◆ DOCUMENT SEGMENT ◆
***
Is using ceramics a hip idea for joint replacement?
For over 200 years the Potteries has been home to businesses who have driven forward development of the pottery industry.
So now in the 21st century its no surprise that a specialist materials business from the region is at the forefront of shaping how ceramics can be used as advanced materials for use in new markets.
Stoke-on-Trent based CERAM Research specialises in working with manufacturers to develop new materials that are lighter, stronger or hold advanced proprieties to enable materials to be used in new ways.
They've been working with companies from across the world to develop materials that are used in a wealth of applications including healthcare, aerospace, automotive, construction, electronics, energy and environmental products.
At first, their latest development project that will research how ceramics can be used a material for hip replacements, may seem to have fragile chances of success.
But CERAM Research's scientists believe that by fusing one of our most basic materials, ceramics, with high tech science they can transform a brittle material into one that's stronger, lighter and tougher, enabling it to be used in new ways.
The NHS spends a lot of its cash funding hip replacement procedures, but as we live longer there is an issue that the traditional metal ball and plastic socket set used to as an artificial hip replacements does not last, and in around 10% of all hip replacement operations, further surgery is needed between ten and fifteen years after the initial treatment.
The problem is that plastic socket hip replacements wear out very slowly, at around 0.1mm per year and fragments from the joint are absorbed by the surrounding tissue which causes inflammation and eventual loosening of the joint.
Another issue is that as the patient grows older, the thinning of the surrounding bones, through conditions such as osteoporosis, also causes the joint to slip out of alignment.
This is where advanced ceramics come in. Through applying nanotechnology to ceramics, a really tough material can be created which is also light but strong.
Collectively this will provide a material that can be used to create artificial hip replacements which are expected to have a much longer lifespan.
The idea has got the backing from the Technology Strategy Board, the UK government organisation that provides investment to help get new innovative technologies off the ground.
After bidding for Technology Strategy Board funding as part of a consortia team which they led, CERAM Research has secured funding to enable a three year project exploring how nanotechnology can be applied to ceramics in order to make it a viable material for use in healthcare applications.
The research will be undertaken in partnership with other specialists from the Midlands region, including Loughborough University, Morgan Technical Ceramics in Rugby and MEL Chemicals based just north of The Potteries in Manchester.
So we'll be watching the research project with interest, because if the CERAM Research team and its partners can use advanced ceramics to help crack the problem of making hip replacements better its great news for patients and the NHS. And the people of The Potteries can be proud that they are again at the cutting edge of shaping innovation in ceramics.
***
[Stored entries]
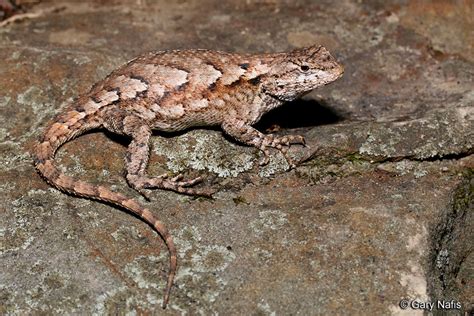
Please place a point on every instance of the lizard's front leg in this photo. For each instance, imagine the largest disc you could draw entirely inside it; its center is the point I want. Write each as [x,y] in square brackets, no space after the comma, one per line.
[246,134]
[136,161]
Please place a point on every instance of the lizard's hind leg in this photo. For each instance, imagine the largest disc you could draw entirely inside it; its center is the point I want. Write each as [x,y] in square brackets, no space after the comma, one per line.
[137,157]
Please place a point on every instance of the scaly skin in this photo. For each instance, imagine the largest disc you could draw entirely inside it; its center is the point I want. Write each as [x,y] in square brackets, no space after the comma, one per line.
[175,90]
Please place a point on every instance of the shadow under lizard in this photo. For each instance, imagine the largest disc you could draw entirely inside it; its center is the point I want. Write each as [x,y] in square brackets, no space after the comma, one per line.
[175,90]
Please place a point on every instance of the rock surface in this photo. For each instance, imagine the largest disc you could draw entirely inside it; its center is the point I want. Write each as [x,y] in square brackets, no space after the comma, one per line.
[381,208]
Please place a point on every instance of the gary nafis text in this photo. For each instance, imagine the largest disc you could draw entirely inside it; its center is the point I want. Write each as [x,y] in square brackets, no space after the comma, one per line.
[429,306]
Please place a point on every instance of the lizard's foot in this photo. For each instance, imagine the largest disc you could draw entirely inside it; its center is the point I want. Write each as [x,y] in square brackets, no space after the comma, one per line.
[281,144]
[140,183]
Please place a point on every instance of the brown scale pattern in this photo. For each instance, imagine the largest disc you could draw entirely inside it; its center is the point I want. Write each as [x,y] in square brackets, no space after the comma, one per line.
[175,90]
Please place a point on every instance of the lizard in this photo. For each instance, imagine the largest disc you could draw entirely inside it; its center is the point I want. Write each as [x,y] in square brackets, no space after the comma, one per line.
[172,91]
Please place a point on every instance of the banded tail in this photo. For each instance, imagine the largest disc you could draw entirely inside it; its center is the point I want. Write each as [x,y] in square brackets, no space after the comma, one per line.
[66,127]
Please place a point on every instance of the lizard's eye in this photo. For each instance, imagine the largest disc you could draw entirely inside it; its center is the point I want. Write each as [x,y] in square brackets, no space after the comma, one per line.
[304,67]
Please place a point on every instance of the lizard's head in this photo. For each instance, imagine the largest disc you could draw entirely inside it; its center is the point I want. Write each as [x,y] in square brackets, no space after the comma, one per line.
[300,71]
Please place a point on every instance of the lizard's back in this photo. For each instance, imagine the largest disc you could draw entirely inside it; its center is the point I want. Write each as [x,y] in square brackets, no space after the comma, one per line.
[179,89]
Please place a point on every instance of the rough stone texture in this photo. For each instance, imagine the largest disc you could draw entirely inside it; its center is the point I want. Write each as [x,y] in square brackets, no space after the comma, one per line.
[380,210]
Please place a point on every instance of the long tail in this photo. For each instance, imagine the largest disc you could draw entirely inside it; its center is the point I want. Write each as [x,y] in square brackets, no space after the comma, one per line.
[66,127]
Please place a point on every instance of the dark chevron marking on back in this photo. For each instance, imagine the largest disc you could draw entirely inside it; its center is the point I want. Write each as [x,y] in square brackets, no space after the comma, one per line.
[175,90]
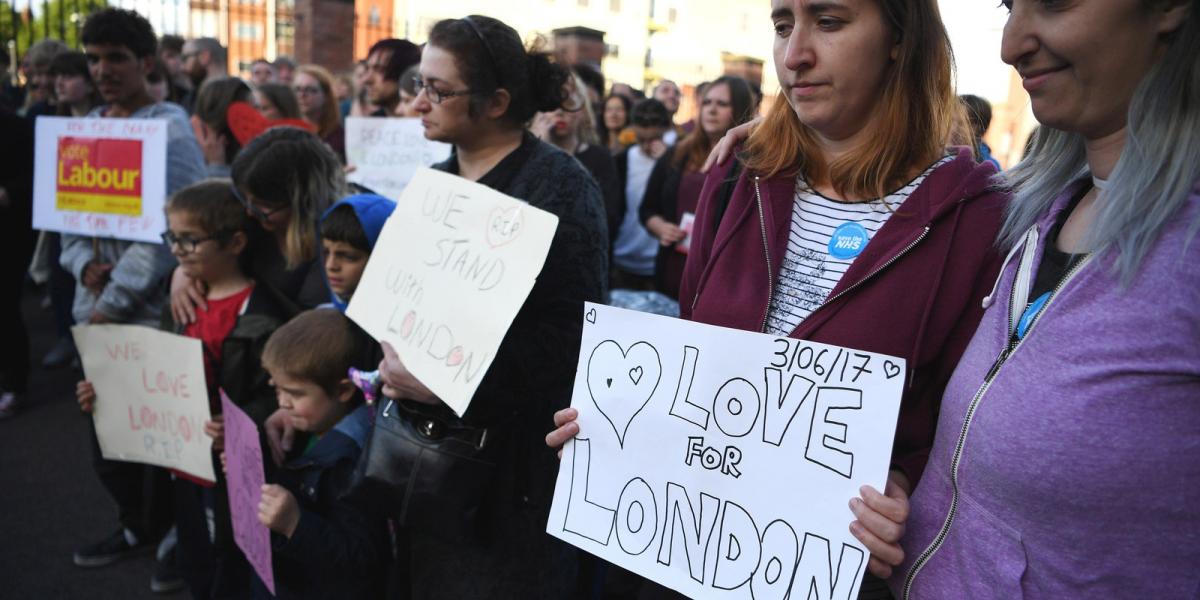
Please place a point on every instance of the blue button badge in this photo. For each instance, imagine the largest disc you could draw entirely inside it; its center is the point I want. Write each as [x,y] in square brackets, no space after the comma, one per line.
[847,241]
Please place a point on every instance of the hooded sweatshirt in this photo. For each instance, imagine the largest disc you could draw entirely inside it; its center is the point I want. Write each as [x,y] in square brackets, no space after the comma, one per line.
[135,292]
[915,292]
[372,211]
[1075,472]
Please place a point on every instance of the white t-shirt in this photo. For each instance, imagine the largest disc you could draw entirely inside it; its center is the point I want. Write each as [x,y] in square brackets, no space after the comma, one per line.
[635,249]
[826,238]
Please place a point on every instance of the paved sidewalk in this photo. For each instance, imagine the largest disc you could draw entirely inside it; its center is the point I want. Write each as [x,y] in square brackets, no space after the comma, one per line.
[51,502]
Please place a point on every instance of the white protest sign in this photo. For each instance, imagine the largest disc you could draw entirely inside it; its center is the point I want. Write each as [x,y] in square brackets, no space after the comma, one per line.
[720,462]
[101,177]
[448,275]
[151,399]
[387,153]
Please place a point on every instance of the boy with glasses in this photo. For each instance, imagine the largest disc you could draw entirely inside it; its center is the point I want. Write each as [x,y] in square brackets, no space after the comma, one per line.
[207,233]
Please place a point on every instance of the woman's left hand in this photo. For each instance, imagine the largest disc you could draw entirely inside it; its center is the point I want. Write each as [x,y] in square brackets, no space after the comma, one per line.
[881,523]
[399,382]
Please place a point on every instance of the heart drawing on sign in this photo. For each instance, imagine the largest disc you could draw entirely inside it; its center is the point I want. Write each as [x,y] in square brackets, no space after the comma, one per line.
[891,369]
[622,382]
[504,226]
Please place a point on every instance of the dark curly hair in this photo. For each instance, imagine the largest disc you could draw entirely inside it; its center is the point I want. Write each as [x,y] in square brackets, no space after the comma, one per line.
[490,57]
[118,27]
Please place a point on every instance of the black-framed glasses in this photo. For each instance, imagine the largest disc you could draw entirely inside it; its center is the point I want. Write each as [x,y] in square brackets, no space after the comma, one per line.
[187,244]
[436,95]
[259,214]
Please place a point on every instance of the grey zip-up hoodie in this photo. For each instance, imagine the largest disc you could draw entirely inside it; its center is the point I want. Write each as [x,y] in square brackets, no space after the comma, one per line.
[135,292]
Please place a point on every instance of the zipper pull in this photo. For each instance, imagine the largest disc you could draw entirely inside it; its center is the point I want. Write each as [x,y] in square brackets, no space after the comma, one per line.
[995,366]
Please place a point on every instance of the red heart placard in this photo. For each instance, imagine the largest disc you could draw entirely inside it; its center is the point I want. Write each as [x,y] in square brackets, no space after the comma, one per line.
[246,123]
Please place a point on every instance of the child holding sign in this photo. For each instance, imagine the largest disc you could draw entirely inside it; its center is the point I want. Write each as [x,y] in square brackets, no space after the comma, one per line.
[323,546]
[120,281]
[207,235]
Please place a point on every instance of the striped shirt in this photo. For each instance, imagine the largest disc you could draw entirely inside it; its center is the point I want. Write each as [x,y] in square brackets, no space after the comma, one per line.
[816,261]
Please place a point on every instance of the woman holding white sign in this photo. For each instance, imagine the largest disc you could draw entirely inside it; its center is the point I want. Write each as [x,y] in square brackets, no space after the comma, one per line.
[478,89]
[852,222]
[1067,461]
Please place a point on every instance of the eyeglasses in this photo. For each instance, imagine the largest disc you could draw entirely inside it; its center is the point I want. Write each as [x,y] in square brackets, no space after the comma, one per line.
[259,214]
[189,244]
[436,95]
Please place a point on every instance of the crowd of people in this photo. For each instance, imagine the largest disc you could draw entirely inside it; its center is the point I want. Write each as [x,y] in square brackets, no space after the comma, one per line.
[1048,442]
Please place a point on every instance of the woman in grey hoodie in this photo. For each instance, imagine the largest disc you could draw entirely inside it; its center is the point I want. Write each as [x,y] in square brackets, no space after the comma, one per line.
[1067,456]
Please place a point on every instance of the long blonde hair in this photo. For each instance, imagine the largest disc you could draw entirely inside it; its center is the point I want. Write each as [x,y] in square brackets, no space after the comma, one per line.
[918,115]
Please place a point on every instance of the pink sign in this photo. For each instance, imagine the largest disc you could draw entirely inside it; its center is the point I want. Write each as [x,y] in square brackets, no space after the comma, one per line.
[244,468]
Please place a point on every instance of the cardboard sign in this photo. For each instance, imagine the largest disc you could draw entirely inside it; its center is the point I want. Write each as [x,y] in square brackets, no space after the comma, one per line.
[101,177]
[387,153]
[448,275]
[151,399]
[245,480]
[720,462]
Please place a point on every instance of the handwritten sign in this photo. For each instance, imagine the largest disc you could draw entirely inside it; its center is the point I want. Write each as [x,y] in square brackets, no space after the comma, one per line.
[101,177]
[720,462]
[453,267]
[387,153]
[244,469]
[151,400]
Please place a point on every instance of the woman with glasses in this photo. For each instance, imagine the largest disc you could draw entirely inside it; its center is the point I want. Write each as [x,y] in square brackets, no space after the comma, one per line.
[573,129]
[211,126]
[313,87]
[276,101]
[286,178]
[672,192]
[478,89]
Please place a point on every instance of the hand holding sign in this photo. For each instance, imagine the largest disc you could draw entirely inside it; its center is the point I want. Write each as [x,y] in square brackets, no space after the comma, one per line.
[150,397]
[731,478]
[450,250]
[244,467]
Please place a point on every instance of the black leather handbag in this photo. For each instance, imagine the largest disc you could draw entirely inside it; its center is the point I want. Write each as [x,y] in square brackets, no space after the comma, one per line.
[425,469]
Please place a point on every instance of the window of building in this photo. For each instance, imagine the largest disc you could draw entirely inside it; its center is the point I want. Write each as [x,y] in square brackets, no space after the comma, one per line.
[247,31]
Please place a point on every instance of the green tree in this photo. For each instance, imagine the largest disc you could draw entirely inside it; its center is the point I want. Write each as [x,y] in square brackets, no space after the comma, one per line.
[60,19]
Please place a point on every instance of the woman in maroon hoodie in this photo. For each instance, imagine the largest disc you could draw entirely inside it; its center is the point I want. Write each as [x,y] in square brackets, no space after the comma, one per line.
[852,223]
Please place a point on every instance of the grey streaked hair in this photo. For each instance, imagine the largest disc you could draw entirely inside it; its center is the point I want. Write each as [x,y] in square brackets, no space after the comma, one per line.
[1153,177]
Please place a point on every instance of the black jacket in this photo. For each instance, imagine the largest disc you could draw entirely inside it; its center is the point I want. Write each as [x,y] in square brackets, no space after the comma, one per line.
[240,372]
[531,378]
[339,549]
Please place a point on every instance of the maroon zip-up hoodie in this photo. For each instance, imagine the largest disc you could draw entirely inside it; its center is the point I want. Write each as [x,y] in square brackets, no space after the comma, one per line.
[916,292]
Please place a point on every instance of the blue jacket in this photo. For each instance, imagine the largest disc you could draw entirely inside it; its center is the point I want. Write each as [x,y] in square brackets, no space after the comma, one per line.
***
Answer these questions from the article on ceramic hip replacements:
1. How fast do plastic socket hip replacements wear out?
2. How long will the project funded by the Technology Strategy Board last?
3. Which university is among the research partners?

◆ RESPONSE TO THE EXERCISE ◆
1. At around 0.1mm per year.
2. Three years.
3. Loughborough University.